▶ [Prompt]
Once the pictures are set aside, transcribe the remaining data exactly.
▬▬▬▬▬▬
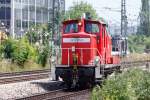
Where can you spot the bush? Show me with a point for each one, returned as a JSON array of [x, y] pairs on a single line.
[[131, 85], [8, 48], [43, 54], [1, 51], [21, 52]]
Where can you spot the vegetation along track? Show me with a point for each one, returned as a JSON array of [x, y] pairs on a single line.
[[6, 78], [58, 95]]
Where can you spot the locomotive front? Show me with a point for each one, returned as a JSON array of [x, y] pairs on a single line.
[[79, 49]]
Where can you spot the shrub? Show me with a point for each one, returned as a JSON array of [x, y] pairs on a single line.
[[43, 54], [1, 50], [21, 52], [9, 46], [131, 85]]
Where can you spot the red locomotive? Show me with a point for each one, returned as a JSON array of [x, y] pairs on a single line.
[[86, 52]]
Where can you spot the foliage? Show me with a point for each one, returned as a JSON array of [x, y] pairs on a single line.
[[138, 43], [77, 10], [9, 46], [1, 50], [144, 28], [43, 55], [131, 85], [38, 33], [21, 52]]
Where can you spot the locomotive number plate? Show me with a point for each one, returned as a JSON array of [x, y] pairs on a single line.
[[75, 40]]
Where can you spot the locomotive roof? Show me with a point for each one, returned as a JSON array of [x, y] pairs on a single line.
[[76, 20]]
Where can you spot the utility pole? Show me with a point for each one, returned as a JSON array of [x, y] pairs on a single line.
[[124, 26]]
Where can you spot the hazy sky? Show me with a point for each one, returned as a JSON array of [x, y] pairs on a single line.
[[112, 16]]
▬▬▬▬▬▬
▶ [Written solution]
Where can you spot the bush? Show me with a point for each one, returned as a JSON array of [x, y] pairs on a single line.
[[131, 85], [8, 48], [43, 54], [1, 51], [21, 52]]
Where can you spot the vegetation along track? Show me with a point for each one, returned as a JSON array of [x, y] pairs on a single line.
[[6, 78], [58, 95]]
Where can you spot the locomotive front? Show me with a point for each one, returned as a JSON array of [x, y] pairs on a single line.
[[79, 49]]
Where can you spot the shrub? Show me with a point for each one, returned as a JSON array of [x, y] pairs on a single line.
[[43, 54], [1, 50], [21, 52], [9, 46], [131, 85]]
Where can you spot the red locomotive? Show me with a point for each one, returned as a JSON array of [x, y] pairs on a single line.
[[86, 52]]
Where can you spot the foliage? Show me with a point for each one, returned as a JSON array of [x, y] pairs on a single line.
[[138, 43], [77, 10], [9, 46], [1, 50], [144, 28], [43, 55], [131, 85], [38, 33], [21, 52]]
Where can you spot the locomotive number plate? Show me with a point for each one, returned as a JSON array of [x, y] pairs on a single line.
[[75, 40]]
Where can you spot the locomotive roof? Show me with a point for each one, returned as a JSON array of [x, y] pairs on a single line.
[[76, 20]]
Where can you spot the utility pole? Show me with a point for each one, returned as a JSON array of [x, y] pairs on a single line.
[[124, 26]]
Where can you spot the hazy sky? Show me with a point for each one, returned as a JSON array of [x, y] pairs on a single line.
[[112, 16]]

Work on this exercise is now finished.